- **Saved entries**:
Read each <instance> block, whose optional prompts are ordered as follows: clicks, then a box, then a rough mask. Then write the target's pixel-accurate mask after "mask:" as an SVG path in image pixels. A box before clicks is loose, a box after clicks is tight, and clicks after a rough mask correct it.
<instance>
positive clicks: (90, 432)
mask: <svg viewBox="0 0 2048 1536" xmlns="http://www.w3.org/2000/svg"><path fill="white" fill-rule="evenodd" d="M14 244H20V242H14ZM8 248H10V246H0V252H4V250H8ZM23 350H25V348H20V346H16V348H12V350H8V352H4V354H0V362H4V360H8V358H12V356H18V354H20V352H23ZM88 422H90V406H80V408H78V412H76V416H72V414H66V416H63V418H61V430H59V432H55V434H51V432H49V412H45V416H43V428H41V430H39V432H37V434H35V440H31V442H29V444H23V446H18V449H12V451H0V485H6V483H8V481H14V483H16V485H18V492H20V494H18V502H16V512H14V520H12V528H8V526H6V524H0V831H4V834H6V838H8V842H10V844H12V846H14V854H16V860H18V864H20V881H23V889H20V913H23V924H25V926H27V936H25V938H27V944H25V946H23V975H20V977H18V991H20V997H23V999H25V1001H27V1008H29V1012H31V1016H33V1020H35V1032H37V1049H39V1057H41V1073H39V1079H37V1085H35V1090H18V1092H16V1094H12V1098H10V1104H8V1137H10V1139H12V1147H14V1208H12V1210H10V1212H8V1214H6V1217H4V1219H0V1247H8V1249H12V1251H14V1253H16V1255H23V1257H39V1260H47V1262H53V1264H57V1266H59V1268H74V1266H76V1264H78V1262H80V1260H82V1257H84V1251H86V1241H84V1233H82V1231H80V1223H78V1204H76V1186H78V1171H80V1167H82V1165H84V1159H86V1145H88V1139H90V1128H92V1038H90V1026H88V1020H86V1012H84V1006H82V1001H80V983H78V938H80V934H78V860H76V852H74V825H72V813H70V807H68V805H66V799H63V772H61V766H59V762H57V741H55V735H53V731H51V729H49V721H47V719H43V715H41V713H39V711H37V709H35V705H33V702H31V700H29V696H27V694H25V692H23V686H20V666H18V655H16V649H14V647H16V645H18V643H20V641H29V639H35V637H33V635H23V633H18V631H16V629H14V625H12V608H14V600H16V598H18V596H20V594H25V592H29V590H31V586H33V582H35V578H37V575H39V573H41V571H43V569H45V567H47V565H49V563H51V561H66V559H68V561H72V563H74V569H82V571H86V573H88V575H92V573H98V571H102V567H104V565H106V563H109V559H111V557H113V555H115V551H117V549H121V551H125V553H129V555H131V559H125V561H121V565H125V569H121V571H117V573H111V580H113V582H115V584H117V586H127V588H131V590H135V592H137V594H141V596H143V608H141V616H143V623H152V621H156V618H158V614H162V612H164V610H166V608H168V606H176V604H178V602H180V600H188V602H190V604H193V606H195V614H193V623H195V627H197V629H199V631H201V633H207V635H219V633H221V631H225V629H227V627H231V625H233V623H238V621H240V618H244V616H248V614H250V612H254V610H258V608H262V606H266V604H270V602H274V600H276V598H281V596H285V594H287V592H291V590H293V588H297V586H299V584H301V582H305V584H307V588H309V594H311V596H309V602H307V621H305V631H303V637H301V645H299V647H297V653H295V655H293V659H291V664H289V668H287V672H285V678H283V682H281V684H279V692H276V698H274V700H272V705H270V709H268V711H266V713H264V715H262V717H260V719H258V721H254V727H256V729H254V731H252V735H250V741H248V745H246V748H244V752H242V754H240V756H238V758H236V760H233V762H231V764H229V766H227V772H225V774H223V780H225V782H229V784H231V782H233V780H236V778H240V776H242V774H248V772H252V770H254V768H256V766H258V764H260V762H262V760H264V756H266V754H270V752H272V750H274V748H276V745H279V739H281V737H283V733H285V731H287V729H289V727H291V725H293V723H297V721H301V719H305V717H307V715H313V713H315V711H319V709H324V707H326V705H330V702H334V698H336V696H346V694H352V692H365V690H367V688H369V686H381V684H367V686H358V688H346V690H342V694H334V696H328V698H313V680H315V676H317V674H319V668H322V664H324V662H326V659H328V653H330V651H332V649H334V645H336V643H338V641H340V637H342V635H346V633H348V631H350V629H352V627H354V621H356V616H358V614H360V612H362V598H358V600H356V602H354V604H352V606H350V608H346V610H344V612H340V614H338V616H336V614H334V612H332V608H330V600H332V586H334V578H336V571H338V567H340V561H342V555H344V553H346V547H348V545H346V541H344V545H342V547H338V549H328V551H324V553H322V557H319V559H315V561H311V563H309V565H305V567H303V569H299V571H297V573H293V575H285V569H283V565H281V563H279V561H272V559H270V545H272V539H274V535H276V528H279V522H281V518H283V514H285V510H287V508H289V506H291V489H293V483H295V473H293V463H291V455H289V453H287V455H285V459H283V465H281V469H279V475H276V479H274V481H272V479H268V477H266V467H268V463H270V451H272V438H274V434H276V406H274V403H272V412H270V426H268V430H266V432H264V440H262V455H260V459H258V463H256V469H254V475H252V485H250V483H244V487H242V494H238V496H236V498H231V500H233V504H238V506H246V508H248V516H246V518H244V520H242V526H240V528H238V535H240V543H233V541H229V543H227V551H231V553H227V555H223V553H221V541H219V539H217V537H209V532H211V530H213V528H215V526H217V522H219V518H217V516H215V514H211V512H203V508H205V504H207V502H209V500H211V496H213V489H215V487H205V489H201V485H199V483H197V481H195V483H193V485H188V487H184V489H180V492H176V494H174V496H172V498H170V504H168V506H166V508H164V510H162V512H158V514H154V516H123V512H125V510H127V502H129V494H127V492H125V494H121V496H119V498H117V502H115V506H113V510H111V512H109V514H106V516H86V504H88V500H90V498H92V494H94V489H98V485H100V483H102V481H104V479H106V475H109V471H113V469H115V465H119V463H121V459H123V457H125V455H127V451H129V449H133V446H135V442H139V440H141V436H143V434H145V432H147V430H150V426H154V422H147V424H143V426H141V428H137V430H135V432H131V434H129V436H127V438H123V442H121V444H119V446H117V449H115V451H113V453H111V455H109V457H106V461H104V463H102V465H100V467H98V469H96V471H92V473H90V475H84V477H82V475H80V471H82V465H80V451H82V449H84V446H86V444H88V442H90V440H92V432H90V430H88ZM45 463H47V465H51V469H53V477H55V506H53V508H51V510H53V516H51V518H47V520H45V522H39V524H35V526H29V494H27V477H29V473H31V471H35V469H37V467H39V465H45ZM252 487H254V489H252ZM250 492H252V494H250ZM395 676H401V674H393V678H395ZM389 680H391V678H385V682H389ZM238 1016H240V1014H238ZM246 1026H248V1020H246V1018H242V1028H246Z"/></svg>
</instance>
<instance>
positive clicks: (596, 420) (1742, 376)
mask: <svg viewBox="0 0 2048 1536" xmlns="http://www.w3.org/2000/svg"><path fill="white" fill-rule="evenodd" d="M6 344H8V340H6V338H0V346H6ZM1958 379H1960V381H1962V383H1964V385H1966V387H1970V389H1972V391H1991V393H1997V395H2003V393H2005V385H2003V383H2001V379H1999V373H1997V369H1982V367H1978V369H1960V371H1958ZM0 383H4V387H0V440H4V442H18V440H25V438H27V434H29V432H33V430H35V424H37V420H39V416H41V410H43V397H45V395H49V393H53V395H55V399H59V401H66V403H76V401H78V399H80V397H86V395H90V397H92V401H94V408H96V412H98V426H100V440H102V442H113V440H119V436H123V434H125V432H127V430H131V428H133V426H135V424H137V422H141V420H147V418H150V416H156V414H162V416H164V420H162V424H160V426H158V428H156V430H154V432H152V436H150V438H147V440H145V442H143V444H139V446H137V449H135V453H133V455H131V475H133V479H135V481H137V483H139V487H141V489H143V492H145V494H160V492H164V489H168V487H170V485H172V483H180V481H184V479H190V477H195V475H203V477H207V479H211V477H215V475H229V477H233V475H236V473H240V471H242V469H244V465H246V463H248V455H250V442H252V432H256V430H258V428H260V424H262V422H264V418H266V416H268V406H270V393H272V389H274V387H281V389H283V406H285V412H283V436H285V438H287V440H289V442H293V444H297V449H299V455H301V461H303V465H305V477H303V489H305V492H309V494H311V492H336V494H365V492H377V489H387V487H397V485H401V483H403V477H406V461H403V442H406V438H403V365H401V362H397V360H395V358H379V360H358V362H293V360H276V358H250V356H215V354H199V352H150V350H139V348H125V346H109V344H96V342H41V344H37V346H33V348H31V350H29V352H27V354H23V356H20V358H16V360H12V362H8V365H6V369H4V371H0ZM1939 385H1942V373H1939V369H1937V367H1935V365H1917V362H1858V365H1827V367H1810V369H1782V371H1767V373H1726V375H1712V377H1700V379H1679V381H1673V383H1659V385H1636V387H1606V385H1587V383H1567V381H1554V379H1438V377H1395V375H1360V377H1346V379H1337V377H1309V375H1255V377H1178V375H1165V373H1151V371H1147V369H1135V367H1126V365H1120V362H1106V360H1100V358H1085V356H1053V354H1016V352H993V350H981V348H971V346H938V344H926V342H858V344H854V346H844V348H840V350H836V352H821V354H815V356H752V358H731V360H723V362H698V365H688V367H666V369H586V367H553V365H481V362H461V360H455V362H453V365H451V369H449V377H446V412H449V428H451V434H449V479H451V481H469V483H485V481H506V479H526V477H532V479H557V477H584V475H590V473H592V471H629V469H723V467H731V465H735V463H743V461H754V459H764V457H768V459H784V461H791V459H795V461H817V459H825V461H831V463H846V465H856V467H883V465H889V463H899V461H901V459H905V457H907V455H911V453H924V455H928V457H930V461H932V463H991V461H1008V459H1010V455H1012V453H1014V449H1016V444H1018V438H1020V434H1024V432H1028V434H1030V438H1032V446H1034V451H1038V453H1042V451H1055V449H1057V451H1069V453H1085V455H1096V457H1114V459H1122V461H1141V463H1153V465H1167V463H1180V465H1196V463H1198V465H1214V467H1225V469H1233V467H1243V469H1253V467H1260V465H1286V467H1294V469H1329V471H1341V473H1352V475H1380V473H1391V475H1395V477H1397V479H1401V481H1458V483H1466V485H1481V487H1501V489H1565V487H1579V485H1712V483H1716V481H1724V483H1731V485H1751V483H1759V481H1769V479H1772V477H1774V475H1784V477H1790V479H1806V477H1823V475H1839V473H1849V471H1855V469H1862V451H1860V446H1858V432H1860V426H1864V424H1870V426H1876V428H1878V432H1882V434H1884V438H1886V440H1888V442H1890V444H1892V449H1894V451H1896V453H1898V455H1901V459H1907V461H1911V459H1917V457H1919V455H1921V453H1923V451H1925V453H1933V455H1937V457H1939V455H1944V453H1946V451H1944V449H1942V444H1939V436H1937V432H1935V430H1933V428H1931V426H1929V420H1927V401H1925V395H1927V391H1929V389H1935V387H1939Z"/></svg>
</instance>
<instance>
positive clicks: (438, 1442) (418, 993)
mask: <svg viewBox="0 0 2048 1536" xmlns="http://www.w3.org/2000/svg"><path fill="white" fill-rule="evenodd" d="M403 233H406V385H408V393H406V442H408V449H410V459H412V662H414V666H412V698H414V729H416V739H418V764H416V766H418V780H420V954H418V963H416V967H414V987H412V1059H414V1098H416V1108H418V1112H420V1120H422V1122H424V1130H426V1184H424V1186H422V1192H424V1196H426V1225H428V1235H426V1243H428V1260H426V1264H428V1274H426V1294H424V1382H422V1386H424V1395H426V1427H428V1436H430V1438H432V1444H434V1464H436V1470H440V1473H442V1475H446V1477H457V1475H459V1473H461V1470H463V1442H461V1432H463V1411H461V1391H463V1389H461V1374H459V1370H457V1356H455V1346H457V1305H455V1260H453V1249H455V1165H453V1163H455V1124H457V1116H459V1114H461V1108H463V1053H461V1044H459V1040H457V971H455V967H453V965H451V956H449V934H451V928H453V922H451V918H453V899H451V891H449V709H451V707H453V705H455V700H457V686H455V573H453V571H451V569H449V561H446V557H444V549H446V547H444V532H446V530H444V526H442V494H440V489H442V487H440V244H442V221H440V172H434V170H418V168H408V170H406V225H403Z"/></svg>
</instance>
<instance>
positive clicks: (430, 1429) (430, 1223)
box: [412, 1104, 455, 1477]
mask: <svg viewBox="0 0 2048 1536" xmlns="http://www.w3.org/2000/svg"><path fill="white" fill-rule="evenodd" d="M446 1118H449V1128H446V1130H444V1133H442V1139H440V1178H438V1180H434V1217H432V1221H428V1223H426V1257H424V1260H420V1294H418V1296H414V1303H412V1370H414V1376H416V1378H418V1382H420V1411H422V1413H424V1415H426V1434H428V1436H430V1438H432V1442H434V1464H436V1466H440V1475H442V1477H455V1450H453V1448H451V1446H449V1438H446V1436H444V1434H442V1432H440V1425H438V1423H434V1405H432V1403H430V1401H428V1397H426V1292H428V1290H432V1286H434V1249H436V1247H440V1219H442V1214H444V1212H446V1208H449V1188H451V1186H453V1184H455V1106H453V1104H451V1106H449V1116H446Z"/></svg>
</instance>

- **Task prompt**:
Look over the entries for "positive", then copy every line that includes that string.

- **Expected answer**:
positive clicks: (90, 432)
positive clicks: (596, 420) (1742, 376)
positive clicks: (438, 1442) (418, 993)
positive clicks: (430, 1429) (430, 1223)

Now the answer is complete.